Tasks and exercises
**A.** Please edit the article on snowflake yeast: write out everything from "In a lab in" down to "hamsters and humans.", putting "clusters" wherever "clumps" appears.
**B.** Why does the article on snowflake yeast say the snowflake-shaped yeast matter to researchers? Answer in one to three sentences.

In a lab in Atlanta, thousands of yeast cells fight for their lives every day. The ones that live another day grow fastest, reproduce quickest and form the biggest clumps. For about a decade, the cells have evolved to hang onto one another, forming branching snowflake shapes.
These strange snowflakes are at the heart of experiments exploring what might have happened millions of years ago when single-celled creatures first banded together to become multicellular. That process, however it went down, eventually resulted in unwieldy, fabulously weird organisms like octopuses and ostriches and hamsters and humans.
Although multicellularity is thought to have evolved at least 20 times in the history of life on Earth, it is far from obvious how living things go from a single cell to many that share a fate. But, in a paper published Wednesday in the journal Nature, researchers reveal one clue to how cells could start building themselves into a body. The team that produced the snowflake yeast found that over 3,000 generations, the yeast clumps grew so large that they could be seen with the naked eye. Along the way, they evolved from a soft, squishy substance to something with the toughness of wood.

Data excerpts

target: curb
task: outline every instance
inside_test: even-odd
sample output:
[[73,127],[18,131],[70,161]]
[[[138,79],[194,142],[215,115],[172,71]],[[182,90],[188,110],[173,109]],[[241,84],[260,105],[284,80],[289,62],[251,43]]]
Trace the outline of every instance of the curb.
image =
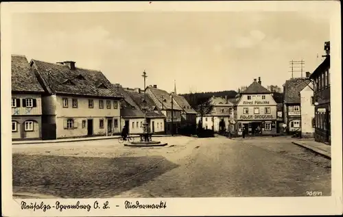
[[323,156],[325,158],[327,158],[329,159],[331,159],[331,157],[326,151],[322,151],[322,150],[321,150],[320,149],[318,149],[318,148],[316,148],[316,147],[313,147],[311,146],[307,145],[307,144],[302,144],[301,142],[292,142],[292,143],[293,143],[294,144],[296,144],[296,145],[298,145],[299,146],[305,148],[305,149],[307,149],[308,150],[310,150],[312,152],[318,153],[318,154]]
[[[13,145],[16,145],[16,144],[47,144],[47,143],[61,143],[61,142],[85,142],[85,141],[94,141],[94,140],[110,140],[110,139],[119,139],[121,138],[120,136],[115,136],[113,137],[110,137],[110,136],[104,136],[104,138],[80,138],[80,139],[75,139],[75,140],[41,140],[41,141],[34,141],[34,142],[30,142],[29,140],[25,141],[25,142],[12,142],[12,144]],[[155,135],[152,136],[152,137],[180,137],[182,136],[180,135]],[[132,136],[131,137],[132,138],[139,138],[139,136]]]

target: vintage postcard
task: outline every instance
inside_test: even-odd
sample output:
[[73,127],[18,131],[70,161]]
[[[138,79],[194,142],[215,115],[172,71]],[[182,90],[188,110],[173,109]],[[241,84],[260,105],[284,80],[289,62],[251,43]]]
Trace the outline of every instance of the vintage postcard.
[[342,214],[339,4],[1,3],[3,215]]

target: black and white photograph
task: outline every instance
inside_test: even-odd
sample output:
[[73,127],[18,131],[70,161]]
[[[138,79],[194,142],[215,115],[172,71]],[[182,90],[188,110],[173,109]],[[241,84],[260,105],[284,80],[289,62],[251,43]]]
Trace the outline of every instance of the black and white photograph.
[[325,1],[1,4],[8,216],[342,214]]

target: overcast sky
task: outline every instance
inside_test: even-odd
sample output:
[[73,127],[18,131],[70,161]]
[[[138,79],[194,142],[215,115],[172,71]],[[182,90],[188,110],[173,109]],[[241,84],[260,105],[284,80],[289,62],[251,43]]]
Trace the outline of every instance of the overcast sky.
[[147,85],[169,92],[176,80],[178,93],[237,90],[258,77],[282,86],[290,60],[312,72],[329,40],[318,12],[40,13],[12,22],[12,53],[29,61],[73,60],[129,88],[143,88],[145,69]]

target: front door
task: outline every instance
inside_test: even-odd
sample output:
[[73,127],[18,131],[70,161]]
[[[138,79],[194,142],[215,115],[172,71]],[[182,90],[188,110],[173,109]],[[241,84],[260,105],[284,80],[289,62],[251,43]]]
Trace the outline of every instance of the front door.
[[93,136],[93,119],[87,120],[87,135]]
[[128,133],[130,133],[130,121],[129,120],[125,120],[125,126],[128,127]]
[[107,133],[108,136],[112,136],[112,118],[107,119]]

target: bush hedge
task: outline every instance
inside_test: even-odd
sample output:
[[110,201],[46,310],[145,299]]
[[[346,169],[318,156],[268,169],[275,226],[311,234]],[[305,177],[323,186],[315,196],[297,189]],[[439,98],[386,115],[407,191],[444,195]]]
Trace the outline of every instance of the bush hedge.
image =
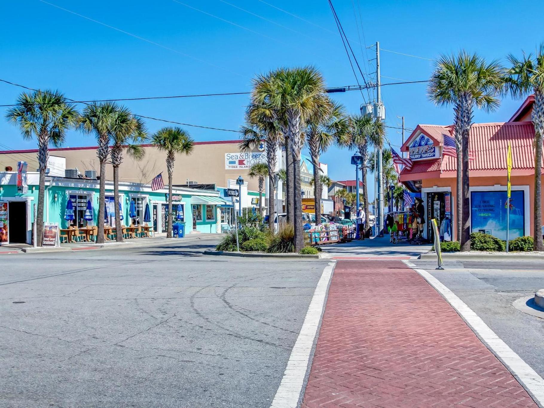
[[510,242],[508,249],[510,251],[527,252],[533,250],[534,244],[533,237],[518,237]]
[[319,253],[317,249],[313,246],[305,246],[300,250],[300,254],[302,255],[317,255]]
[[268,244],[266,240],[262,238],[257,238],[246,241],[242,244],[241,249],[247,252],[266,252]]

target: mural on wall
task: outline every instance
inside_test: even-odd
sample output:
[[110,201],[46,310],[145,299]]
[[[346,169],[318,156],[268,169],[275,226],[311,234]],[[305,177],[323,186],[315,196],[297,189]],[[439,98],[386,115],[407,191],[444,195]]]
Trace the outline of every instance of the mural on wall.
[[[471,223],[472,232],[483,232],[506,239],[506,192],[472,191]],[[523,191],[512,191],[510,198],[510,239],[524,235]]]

...

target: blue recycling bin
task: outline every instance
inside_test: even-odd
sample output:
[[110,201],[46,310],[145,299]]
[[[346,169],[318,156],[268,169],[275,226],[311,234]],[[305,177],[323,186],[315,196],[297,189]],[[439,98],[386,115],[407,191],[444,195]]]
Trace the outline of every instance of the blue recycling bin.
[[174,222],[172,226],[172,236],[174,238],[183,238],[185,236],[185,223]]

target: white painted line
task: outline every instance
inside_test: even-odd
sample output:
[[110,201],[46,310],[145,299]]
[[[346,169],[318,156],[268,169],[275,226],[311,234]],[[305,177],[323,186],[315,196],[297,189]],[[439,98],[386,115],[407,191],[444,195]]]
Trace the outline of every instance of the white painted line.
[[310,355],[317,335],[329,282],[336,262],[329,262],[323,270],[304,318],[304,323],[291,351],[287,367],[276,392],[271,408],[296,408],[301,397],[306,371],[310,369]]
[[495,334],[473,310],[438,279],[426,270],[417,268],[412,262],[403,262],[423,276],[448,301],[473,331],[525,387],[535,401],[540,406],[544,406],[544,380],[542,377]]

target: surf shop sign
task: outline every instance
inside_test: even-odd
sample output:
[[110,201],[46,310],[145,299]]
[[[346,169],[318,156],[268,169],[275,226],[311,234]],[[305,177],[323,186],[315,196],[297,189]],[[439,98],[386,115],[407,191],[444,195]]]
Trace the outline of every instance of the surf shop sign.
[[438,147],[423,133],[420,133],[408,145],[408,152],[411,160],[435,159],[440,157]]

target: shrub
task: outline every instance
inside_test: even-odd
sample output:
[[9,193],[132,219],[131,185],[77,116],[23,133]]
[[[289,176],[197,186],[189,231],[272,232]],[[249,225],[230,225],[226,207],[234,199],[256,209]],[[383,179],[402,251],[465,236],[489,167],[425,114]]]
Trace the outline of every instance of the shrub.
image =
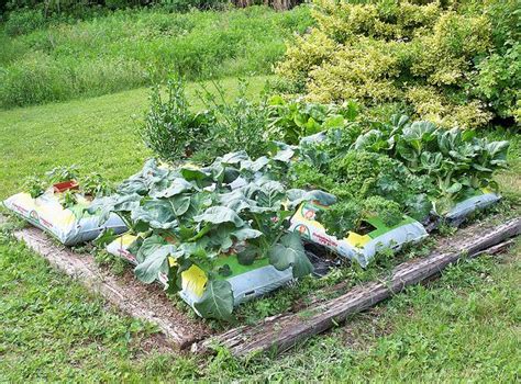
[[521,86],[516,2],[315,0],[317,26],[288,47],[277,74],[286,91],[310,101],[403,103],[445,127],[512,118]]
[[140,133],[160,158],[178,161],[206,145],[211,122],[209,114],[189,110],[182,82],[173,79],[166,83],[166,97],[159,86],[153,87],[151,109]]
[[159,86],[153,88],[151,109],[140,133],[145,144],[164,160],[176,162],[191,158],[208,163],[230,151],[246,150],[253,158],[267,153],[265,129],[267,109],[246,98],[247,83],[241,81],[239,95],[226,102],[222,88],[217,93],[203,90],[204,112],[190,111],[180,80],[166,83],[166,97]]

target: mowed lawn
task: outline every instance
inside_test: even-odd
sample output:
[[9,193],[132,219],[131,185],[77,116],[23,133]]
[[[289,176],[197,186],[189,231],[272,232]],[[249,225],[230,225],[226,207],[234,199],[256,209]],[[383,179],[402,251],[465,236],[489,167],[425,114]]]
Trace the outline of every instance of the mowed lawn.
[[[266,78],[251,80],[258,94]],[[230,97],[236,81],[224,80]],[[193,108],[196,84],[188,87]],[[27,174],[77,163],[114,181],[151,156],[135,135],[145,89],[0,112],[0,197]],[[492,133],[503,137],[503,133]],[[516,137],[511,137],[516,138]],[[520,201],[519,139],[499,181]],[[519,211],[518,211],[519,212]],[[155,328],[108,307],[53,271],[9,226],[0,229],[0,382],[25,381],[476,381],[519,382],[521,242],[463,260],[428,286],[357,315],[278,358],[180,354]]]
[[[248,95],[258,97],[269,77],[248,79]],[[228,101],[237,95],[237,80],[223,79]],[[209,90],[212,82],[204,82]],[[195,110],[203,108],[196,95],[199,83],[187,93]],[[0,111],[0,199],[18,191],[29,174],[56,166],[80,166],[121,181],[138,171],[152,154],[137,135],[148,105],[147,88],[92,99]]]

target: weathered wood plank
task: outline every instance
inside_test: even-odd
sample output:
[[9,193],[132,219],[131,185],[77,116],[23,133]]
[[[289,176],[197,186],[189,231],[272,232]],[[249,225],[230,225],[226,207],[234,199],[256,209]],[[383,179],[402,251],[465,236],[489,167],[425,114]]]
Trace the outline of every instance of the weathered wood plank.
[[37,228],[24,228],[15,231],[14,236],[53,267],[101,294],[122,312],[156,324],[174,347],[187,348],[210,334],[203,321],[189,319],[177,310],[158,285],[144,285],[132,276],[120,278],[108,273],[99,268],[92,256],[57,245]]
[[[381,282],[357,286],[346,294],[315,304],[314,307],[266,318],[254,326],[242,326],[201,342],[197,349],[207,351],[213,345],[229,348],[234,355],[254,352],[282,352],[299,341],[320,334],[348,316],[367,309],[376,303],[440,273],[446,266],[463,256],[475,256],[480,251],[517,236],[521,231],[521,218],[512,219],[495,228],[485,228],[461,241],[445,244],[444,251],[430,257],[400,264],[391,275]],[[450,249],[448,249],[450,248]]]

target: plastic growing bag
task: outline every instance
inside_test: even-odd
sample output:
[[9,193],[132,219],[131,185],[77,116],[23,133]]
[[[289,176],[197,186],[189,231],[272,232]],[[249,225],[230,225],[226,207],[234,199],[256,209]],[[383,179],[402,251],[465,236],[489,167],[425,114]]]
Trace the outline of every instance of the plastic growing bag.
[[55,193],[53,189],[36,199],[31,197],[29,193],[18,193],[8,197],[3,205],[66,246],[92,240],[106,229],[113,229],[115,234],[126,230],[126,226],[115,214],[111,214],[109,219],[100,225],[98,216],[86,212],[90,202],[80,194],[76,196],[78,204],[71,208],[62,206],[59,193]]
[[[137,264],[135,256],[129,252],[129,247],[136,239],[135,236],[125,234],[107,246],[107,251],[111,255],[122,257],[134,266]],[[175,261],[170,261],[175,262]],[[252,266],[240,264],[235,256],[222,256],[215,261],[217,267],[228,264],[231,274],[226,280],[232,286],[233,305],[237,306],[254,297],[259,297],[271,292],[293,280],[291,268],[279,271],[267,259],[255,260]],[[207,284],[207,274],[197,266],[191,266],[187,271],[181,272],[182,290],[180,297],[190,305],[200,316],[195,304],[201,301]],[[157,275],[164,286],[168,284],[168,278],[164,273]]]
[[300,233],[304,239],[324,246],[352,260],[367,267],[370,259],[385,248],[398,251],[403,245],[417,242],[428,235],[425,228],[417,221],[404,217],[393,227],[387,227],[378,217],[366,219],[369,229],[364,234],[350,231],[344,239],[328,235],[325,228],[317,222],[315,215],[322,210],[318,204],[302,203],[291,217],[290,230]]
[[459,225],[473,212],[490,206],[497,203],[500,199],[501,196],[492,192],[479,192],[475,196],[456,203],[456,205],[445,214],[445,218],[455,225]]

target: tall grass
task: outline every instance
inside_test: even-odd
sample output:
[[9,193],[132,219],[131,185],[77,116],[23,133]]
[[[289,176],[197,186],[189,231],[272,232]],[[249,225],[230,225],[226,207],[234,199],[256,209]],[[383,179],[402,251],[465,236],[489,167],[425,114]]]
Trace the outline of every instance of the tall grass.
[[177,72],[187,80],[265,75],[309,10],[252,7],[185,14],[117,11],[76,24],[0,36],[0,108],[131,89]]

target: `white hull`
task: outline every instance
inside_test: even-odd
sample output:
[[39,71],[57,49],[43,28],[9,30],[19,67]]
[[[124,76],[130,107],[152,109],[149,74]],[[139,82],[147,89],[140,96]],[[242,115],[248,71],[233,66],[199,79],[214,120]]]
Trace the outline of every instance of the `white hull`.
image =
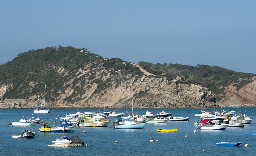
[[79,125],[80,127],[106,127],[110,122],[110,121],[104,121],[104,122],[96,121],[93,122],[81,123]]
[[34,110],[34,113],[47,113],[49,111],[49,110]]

==

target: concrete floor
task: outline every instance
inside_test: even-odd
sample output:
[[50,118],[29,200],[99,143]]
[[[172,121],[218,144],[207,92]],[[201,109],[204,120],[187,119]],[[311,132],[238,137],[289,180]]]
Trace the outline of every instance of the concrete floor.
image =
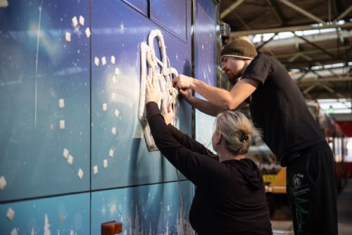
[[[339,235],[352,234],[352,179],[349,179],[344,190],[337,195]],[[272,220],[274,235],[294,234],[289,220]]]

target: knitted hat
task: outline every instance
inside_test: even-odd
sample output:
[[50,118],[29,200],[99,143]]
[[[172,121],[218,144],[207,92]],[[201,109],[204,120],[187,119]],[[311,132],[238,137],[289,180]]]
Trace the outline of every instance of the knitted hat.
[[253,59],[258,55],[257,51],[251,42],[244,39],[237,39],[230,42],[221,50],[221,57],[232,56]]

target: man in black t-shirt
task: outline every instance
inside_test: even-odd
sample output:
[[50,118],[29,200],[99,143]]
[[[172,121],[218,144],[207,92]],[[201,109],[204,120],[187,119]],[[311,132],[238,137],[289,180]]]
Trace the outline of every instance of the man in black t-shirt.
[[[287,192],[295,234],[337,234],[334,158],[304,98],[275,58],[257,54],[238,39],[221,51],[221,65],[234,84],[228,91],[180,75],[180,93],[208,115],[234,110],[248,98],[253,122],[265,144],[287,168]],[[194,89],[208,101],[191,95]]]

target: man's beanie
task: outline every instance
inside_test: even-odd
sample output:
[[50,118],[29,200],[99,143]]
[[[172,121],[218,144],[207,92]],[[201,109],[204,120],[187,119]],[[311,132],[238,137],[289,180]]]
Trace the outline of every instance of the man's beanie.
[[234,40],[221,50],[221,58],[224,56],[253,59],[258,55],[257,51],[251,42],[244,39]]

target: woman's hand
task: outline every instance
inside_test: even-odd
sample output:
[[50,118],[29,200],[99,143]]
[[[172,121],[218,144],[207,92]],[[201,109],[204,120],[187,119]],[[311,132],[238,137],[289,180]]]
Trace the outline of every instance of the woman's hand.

Responses in order
**A.**
In a lab in Atlanta, thousands of yeast cells fight for their lives every day. The ones that live another day grow fastest, reproduce quickest and form the biggest clusters. For about a decade, the cells have evolved to hang onto one another, forming branching snowflake shapes.
These strange snowflakes are at the heart of experiments exploring what might have happened millions of years ago when single-celled creatures first banded together to become multicellular. That process, however it went down, eventually resulted in unwieldy, fabulously weird organisms like octopuses and ostriches and hamsters and humans.

**B.** The snowflakes are at the heart of experiments exploring what might have happened millions of years ago, when single-celled creatures first banded together to become multicellular. Although multicellularity is thought to have evolved at least 20 times, it is far from obvious how living things go from a single cell to many that share a fate.